◆ Short task ◆
Reproduce everything from the line containing "Wildlife-survey tagging: tag each instance of the pine tree" down to the end of the records below, requests included. Multiply each coordinate in the answers by 0.85 and round to whole numbers, rounding halves up.

[Location annotation dataset excerpts]

* * * * * * * * *

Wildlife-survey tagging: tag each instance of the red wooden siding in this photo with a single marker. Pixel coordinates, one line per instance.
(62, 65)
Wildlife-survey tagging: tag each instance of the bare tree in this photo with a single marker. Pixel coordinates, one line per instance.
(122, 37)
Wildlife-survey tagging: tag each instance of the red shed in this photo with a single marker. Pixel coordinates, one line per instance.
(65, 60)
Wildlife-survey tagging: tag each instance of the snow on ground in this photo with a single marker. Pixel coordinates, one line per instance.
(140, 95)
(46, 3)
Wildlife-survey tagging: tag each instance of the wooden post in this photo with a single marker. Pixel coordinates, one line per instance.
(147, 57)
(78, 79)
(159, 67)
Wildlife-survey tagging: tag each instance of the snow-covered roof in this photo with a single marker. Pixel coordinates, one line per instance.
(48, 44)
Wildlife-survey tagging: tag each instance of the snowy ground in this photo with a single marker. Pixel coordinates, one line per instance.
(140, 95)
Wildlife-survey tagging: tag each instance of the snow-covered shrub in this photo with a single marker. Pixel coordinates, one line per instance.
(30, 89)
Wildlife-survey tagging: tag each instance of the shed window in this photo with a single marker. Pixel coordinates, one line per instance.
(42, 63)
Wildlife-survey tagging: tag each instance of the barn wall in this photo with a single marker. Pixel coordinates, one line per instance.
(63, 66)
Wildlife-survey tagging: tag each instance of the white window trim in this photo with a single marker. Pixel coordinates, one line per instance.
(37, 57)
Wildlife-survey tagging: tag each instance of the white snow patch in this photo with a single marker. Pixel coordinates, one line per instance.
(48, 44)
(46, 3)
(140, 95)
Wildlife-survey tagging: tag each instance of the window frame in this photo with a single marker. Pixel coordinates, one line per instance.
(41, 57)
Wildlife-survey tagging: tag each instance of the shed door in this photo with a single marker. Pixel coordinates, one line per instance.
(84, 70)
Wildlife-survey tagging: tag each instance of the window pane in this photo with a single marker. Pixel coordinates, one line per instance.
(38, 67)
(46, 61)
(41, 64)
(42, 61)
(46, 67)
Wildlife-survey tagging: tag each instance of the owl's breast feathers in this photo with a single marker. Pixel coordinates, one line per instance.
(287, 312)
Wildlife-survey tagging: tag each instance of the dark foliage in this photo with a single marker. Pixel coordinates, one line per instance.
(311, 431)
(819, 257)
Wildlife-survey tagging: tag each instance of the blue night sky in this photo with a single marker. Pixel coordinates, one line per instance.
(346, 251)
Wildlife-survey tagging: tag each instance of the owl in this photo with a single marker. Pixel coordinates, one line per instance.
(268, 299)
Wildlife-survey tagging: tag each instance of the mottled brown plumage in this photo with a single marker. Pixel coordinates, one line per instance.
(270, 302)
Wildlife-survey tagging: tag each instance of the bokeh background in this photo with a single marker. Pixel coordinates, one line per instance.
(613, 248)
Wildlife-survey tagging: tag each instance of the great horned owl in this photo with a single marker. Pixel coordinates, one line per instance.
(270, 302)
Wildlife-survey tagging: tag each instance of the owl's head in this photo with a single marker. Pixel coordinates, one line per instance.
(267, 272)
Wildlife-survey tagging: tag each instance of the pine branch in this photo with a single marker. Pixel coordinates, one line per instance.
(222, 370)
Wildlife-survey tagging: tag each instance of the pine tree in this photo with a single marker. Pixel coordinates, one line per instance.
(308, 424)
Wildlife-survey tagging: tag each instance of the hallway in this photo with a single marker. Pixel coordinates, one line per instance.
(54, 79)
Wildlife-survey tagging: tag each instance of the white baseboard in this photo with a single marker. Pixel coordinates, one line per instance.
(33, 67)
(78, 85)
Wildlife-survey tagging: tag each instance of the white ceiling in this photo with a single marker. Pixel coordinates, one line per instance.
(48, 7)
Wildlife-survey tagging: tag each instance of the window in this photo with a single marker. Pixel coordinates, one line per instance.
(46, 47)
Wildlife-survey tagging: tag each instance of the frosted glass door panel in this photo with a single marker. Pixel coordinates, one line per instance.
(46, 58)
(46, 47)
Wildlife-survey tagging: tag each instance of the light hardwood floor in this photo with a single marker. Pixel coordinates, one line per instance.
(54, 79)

* * * * * * * * *

◆ Expected output ◆
Wildlife-survey tagging: tag each instance of the pine tree in this photo with a single marker. Pixel coordinates, one line per instance.
(262, 360)
Wildlife-survey tagging: tag each instance of the hallway in this photo with a single marker. Pixel coordinates, one line per instance.
(46, 67)
Wildlife-survey tagging: tag each instance of the white baseboard in this photo with a single marker. Pixel coordinates, one line per instance.
(28, 57)
(66, 72)
Wildlife-survey tagging: tag each instance of the white ceiling in this photo with a single marker. Pixel coordinates, one line per instance.
(41, 6)
Wildlife-survey tagging: tag each instance of the window in this photo with a single marker. Pixel coordinates, one line per instance.
(39, 40)
Wildlife-survey tagging: tag each instance of the frosted glass door panel in this photo with a single marker. Pixel coordinates, one line per instance.
(39, 49)
(39, 40)
Wildlife-survey tagging: tag each instance of the light hardwood floor in this photo with a single marker. Pixel coordinates, one line per instance.
(46, 67)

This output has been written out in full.